The request >>
Count the rows below that contain the string "shoe", treating uppercase and lowercase letters as different, and reply with only that number.

Record list >>
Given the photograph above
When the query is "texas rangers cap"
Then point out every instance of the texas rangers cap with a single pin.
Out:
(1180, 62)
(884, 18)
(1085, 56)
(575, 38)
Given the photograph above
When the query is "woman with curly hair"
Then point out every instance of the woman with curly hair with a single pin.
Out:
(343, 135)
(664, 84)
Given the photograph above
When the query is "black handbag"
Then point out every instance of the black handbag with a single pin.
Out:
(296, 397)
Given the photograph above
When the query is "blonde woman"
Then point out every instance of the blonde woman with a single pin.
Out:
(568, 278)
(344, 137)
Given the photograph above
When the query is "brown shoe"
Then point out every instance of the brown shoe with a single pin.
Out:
* * *
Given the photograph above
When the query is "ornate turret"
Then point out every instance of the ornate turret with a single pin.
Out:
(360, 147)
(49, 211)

Exercise response >>
2